**Work instructions:** Your output must consist solely of the lines from the one containing "fingernail, one per instance" through the end of the records, reproduced exactly.

══════

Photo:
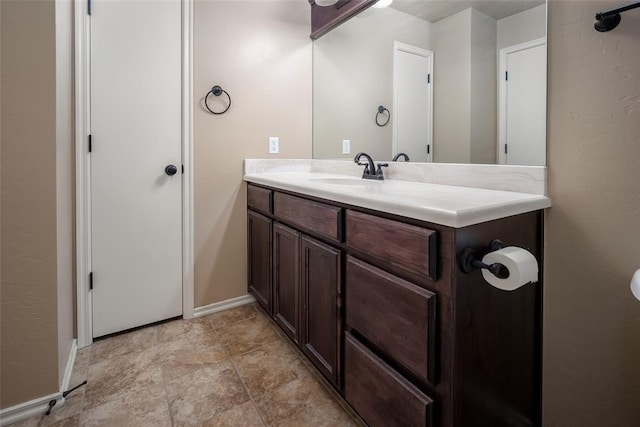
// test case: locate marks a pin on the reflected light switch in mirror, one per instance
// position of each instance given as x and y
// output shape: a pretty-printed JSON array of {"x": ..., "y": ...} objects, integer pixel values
[
  {"x": 274, "y": 145},
  {"x": 346, "y": 146}
]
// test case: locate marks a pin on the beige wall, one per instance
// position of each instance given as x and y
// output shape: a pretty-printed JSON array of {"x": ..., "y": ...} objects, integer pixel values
[
  {"x": 28, "y": 280},
  {"x": 591, "y": 320},
  {"x": 353, "y": 75},
  {"x": 464, "y": 105},
  {"x": 260, "y": 52},
  {"x": 483, "y": 111},
  {"x": 452, "y": 88}
]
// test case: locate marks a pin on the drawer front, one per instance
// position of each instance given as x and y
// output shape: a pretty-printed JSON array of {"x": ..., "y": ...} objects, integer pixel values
[
  {"x": 403, "y": 245},
  {"x": 259, "y": 198},
  {"x": 379, "y": 394},
  {"x": 396, "y": 316},
  {"x": 317, "y": 217}
]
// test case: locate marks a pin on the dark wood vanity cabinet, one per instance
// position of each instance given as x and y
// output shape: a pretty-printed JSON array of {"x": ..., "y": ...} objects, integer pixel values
[
  {"x": 259, "y": 258},
  {"x": 380, "y": 306},
  {"x": 321, "y": 325},
  {"x": 286, "y": 282},
  {"x": 305, "y": 274}
]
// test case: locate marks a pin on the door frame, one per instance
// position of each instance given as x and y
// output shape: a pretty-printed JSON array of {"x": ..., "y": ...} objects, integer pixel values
[
  {"x": 502, "y": 92},
  {"x": 83, "y": 169},
  {"x": 404, "y": 47}
]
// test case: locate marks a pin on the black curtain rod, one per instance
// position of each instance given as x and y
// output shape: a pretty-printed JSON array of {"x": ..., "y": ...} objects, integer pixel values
[{"x": 607, "y": 21}]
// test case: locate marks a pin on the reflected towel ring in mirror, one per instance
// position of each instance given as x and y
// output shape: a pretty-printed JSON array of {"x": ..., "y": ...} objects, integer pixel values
[
  {"x": 607, "y": 21},
  {"x": 381, "y": 110},
  {"x": 217, "y": 91}
]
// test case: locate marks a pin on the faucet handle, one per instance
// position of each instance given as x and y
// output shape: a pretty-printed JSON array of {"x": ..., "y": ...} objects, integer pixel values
[{"x": 366, "y": 166}]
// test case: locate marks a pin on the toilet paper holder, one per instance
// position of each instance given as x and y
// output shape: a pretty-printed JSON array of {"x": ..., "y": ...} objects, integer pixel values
[{"x": 469, "y": 261}]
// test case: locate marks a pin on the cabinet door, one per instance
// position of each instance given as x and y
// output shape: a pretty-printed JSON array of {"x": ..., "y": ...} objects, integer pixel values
[
  {"x": 286, "y": 267},
  {"x": 259, "y": 252},
  {"x": 320, "y": 283}
]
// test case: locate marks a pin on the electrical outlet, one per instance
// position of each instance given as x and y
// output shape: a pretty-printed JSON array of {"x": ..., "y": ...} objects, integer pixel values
[
  {"x": 274, "y": 145},
  {"x": 346, "y": 146}
]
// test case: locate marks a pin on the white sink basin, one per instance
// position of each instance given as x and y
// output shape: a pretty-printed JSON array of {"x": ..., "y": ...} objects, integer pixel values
[{"x": 344, "y": 181}]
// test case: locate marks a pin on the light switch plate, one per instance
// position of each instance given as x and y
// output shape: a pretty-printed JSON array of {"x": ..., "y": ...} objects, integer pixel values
[
  {"x": 346, "y": 146},
  {"x": 274, "y": 145}
]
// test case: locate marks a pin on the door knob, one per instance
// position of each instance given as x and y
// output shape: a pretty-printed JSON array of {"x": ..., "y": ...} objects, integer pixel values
[{"x": 171, "y": 170}]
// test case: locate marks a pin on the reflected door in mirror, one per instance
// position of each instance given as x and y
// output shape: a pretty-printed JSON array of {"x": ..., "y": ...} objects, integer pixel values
[
  {"x": 412, "y": 101},
  {"x": 523, "y": 104}
]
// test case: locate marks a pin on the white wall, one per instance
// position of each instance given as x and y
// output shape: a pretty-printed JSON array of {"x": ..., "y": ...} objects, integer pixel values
[
  {"x": 64, "y": 179},
  {"x": 353, "y": 75},
  {"x": 521, "y": 27}
]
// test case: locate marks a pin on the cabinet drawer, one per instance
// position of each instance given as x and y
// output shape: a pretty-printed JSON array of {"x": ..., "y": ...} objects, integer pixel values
[
  {"x": 396, "y": 316},
  {"x": 259, "y": 198},
  {"x": 402, "y": 245},
  {"x": 379, "y": 394},
  {"x": 317, "y": 217}
]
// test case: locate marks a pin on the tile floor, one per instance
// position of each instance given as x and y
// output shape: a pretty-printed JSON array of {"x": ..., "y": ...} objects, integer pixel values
[{"x": 232, "y": 368}]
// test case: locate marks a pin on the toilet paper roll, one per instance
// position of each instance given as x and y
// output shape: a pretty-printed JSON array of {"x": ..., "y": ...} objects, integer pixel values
[
  {"x": 522, "y": 265},
  {"x": 635, "y": 284}
]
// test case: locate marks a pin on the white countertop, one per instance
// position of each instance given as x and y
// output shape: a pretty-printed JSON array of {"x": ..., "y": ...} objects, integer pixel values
[{"x": 448, "y": 205}]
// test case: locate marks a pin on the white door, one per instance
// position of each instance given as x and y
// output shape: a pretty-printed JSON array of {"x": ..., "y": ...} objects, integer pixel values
[
  {"x": 524, "y": 104},
  {"x": 136, "y": 224},
  {"x": 413, "y": 102}
]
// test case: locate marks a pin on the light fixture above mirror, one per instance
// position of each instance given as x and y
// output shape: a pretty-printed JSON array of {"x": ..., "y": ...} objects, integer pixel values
[{"x": 324, "y": 3}]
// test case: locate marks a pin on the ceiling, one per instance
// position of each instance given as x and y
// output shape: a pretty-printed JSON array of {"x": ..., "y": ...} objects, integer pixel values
[{"x": 435, "y": 10}]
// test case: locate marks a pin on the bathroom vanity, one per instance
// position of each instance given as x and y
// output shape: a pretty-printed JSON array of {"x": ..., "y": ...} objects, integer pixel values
[{"x": 364, "y": 278}]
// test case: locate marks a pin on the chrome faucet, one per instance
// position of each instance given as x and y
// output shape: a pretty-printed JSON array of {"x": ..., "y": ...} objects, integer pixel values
[
  {"x": 370, "y": 170},
  {"x": 397, "y": 156}
]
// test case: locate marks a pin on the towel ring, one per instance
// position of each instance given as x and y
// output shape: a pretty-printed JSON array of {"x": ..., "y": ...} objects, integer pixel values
[
  {"x": 381, "y": 110},
  {"x": 217, "y": 91}
]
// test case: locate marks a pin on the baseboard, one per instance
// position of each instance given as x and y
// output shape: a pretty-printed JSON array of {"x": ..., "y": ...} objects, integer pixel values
[
  {"x": 223, "y": 305},
  {"x": 40, "y": 405},
  {"x": 28, "y": 409}
]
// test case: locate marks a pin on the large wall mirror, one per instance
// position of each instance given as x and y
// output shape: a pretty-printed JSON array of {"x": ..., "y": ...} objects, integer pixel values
[{"x": 459, "y": 82}]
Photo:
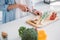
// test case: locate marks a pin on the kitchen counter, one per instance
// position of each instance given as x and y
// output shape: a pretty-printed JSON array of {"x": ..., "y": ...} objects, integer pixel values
[{"x": 52, "y": 30}]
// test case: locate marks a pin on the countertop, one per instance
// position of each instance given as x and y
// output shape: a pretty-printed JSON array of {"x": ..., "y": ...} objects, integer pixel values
[{"x": 52, "y": 30}]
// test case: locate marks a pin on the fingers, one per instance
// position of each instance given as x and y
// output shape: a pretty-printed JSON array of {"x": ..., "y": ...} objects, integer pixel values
[{"x": 37, "y": 13}]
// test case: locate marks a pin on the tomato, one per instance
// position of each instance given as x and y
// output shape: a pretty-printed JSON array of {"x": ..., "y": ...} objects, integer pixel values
[{"x": 53, "y": 16}]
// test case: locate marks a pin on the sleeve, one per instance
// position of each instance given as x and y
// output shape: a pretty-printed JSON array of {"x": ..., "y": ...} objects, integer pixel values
[{"x": 3, "y": 6}]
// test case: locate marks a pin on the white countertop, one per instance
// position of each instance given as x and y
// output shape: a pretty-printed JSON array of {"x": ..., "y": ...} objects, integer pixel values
[{"x": 52, "y": 30}]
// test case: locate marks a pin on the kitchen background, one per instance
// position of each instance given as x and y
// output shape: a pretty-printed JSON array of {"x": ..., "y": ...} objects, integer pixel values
[{"x": 39, "y": 5}]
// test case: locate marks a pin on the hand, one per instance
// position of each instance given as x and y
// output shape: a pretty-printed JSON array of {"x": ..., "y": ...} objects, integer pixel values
[
  {"x": 10, "y": 7},
  {"x": 37, "y": 12},
  {"x": 24, "y": 8}
]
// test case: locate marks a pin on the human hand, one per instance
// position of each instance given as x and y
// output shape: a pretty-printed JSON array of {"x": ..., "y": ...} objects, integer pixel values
[
  {"x": 36, "y": 12},
  {"x": 23, "y": 8}
]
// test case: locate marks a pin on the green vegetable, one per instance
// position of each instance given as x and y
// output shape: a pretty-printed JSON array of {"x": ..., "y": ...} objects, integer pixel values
[{"x": 29, "y": 34}]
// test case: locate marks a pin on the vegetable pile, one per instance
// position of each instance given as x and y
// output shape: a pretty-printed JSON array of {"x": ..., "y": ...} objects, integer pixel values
[{"x": 31, "y": 34}]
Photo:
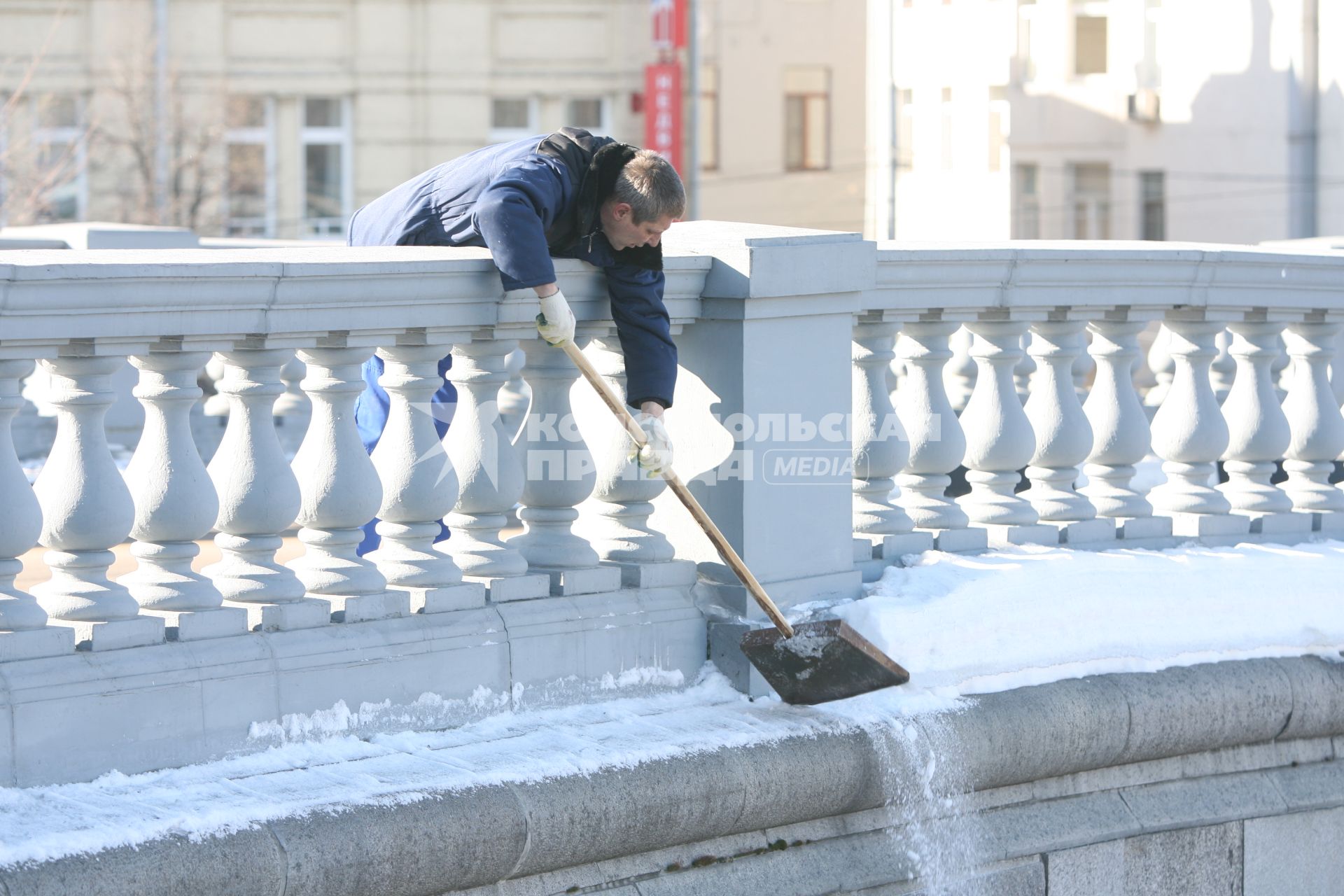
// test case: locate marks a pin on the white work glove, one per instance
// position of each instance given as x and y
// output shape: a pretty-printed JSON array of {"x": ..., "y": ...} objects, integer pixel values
[
  {"x": 656, "y": 454},
  {"x": 555, "y": 323}
]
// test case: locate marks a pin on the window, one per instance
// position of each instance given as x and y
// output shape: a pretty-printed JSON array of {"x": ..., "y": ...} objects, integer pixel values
[
  {"x": 54, "y": 174},
  {"x": 806, "y": 118},
  {"x": 708, "y": 118},
  {"x": 327, "y": 166},
  {"x": 249, "y": 168},
  {"x": 1026, "y": 218},
  {"x": 948, "y": 160},
  {"x": 1091, "y": 200},
  {"x": 1152, "y": 195},
  {"x": 512, "y": 118},
  {"x": 1089, "y": 45},
  {"x": 589, "y": 115},
  {"x": 997, "y": 127},
  {"x": 905, "y": 153}
]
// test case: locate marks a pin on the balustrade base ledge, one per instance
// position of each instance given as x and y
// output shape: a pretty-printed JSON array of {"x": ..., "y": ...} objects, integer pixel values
[
  {"x": 512, "y": 587},
  {"x": 197, "y": 625},
  {"x": 116, "y": 634},
  {"x": 31, "y": 644},
  {"x": 1051, "y": 767}
]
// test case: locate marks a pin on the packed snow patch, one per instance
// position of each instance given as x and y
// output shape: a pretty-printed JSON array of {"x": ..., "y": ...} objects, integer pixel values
[{"x": 961, "y": 625}]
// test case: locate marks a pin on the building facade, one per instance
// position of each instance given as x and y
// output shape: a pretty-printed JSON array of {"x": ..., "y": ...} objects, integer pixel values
[
  {"x": 261, "y": 118},
  {"x": 1105, "y": 120}
]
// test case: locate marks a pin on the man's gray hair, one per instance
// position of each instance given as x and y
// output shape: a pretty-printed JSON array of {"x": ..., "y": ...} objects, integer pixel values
[{"x": 651, "y": 187}]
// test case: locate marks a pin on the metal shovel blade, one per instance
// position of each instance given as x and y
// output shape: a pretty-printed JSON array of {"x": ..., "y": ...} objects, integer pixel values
[{"x": 823, "y": 662}]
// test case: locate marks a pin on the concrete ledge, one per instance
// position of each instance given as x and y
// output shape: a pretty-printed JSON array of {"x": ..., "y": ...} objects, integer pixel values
[{"x": 461, "y": 840}]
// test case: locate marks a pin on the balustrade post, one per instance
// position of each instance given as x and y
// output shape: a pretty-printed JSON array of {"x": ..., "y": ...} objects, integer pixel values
[
  {"x": 937, "y": 442},
  {"x": 1121, "y": 434},
  {"x": 86, "y": 510},
  {"x": 958, "y": 374},
  {"x": 1190, "y": 435},
  {"x": 1259, "y": 433},
  {"x": 420, "y": 486},
  {"x": 1063, "y": 435},
  {"x": 616, "y": 517},
  {"x": 339, "y": 493},
  {"x": 1315, "y": 424},
  {"x": 258, "y": 498},
  {"x": 1163, "y": 365},
  {"x": 559, "y": 475},
  {"x": 23, "y": 624},
  {"x": 879, "y": 448},
  {"x": 489, "y": 476},
  {"x": 999, "y": 440},
  {"x": 175, "y": 504}
]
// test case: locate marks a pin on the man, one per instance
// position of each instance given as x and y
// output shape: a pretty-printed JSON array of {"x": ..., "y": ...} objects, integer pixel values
[{"x": 565, "y": 195}]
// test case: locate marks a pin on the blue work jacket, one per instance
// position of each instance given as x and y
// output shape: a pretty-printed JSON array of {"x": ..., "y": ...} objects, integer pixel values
[{"x": 524, "y": 200}]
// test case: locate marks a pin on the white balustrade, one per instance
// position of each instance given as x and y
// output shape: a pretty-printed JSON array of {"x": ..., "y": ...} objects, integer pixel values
[
  {"x": 420, "y": 485},
  {"x": 1315, "y": 425},
  {"x": 175, "y": 504},
  {"x": 1062, "y": 434},
  {"x": 258, "y": 498},
  {"x": 23, "y": 622},
  {"x": 339, "y": 493},
  {"x": 489, "y": 476},
  {"x": 1121, "y": 435},
  {"x": 937, "y": 442},
  {"x": 999, "y": 438},
  {"x": 1259, "y": 431},
  {"x": 559, "y": 475},
  {"x": 958, "y": 374},
  {"x": 1191, "y": 435},
  {"x": 86, "y": 511},
  {"x": 881, "y": 448}
]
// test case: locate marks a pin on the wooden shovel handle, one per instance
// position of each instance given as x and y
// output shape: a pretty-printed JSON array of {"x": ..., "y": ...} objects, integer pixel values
[{"x": 721, "y": 543}]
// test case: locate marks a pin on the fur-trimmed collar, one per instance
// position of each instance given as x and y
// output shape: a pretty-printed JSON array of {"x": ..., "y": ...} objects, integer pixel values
[{"x": 593, "y": 163}]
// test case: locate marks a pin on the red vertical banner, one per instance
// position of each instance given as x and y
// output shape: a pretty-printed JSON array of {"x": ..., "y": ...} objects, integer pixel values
[
  {"x": 668, "y": 20},
  {"x": 663, "y": 111}
]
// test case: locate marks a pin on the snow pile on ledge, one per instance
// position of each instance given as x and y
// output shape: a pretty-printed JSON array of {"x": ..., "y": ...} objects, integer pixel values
[
  {"x": 965, "y": 625},
  {"x": 961, "y": 626}
]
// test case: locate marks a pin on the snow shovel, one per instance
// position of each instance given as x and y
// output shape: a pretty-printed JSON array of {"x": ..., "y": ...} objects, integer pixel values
[{"x": 806, "y": 664}]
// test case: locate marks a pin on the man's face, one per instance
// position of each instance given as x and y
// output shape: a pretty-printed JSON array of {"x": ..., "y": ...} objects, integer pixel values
[{"x": 622, "y": 232}]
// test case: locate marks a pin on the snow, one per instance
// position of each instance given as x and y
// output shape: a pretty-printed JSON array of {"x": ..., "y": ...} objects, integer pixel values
[{"x": 961, "y": 625}]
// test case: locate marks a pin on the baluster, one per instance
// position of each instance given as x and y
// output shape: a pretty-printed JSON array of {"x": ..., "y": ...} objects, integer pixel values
[
  {"x": 23, "y": 624},
  {"x": 1259, "y": 433},
  {"x": 1121, "y": 435},
  {"x": 1222, "y": 372},
  {"x": 559, "y": 476},
  {"x": 514, "y": 394},
  {"x": 1190, "y": 435},
  {"x": 958, "y": 374},
  {"x": 489, "y": 476},
  {"x": 1063, "y": 435},
  {"x": 175, "y": 504},
  {"x": 1084, "y": 370},
  {"x": 1316, "y": 426},
  {"x": 937, "y": 441},
  {"x": 1025, "y": 370},
  {"x": 999, "y": 440},
  {"x": 420, "y": 486},
  {"x": 339, "y": 492},
  {"x": 258, "y": 498},
  {"x": 86, "y": 510},
  {"x": 881, "y": 449},
  {"x": 616, "y": 519},
  {"x": 1163, "y": 365}
]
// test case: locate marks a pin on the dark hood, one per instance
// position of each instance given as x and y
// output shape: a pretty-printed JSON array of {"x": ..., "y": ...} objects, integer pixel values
[{"x": 593, "y": 164}]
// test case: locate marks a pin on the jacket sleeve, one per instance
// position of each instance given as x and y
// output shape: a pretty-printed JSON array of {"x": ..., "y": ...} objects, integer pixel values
[
  {"x": 645, "y": 333},
  {"x": 512, "y": 216}
]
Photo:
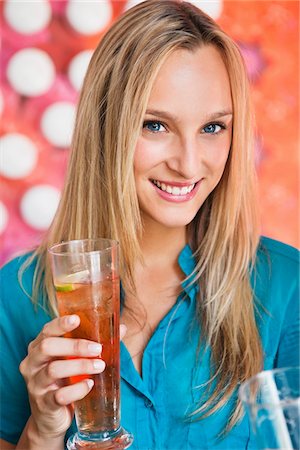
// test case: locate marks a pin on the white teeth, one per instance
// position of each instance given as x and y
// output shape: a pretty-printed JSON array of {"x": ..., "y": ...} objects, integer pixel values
[
  {"x": 184, "y": 190},
  {"x": 174, "y": 190}
]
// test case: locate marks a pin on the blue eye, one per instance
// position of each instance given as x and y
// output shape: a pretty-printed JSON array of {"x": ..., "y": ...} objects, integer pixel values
[
  {"x": 213, "y": 128},
  {"x": 153, "y": 126}
]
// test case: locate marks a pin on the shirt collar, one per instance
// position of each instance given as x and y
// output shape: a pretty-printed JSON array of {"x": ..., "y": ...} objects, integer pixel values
[{"x": 187, "y": 264}]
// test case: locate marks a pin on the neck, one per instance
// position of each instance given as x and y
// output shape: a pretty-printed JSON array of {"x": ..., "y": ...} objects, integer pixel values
[{"x": 162, "y": 245}]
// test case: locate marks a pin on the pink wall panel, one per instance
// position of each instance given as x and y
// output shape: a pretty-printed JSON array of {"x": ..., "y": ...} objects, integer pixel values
[{"x": 38, "y": 99}]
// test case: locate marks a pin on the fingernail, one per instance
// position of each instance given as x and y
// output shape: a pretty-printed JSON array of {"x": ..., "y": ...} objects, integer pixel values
[
  {"x": 95, "y": 348},
  {"x": 98, "y": 364},
  {"x": 72, "y": 319},
  {"x": 90, "y": 383}
]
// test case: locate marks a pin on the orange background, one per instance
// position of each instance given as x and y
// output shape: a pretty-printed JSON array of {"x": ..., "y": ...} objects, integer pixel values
[{"x": 268, "y": 35}]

══════

**Written solution:**
// test case: locate marks a pin on the fingernail, one per instance
// position of each instance given as x and y
// output shape: a pretty-printed JSON array of {"x": ..., "y": ...} objects, integer pixel values
[
  {"x": 95, "y": 348},
  {"x": 98, "y": 364},
  {"x": 72, "y": 319},
  {"x": 90, "y": 383}
]
// test case: locate marks a pin on the orange background, one per instance
// position of each instance given as x and y
// output shape: a pretty-printed JSON array of {"x": ..., "y": ...} objects, integer pixel values
[{"x": 268, "y": 35}]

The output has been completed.